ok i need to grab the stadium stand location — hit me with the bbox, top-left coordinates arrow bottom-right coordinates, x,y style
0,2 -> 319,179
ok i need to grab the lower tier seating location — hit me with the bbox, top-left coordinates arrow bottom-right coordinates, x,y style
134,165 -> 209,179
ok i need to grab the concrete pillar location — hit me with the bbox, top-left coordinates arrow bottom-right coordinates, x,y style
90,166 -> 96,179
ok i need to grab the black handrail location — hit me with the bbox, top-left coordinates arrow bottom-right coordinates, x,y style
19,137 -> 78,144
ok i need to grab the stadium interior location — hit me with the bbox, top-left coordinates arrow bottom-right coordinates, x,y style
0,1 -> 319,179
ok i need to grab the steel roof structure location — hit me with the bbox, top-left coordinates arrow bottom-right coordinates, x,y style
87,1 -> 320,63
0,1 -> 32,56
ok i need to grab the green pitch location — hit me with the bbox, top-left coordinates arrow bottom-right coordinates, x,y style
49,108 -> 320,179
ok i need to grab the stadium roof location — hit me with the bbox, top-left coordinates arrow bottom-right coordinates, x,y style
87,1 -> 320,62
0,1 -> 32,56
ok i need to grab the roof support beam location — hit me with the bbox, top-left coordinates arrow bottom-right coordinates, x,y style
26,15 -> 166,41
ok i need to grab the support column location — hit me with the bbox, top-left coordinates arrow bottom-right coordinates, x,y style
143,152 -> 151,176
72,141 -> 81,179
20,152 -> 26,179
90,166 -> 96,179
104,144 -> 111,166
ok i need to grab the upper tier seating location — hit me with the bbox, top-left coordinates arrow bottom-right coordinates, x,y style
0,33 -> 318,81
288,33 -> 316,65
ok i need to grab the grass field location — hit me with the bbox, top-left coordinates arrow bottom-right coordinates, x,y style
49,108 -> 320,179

Prompt: Beginning with the line that contains "ok i need to grab the upper", output each line of the listing above through the last one, exactly and with nothing added.

Written answer:
ok i need to grab the upper tier seating location — hit me with the bbox, top-left coordinates arrow bottom-right coordinates, x,y style
0,33 -> 318,81
288,33 -> 316,65
ok i need to grab the grass field location — hit me with the bbox, top-left coordinates arrow bottom-right coordinates, x,y style
49,108 -> 320,179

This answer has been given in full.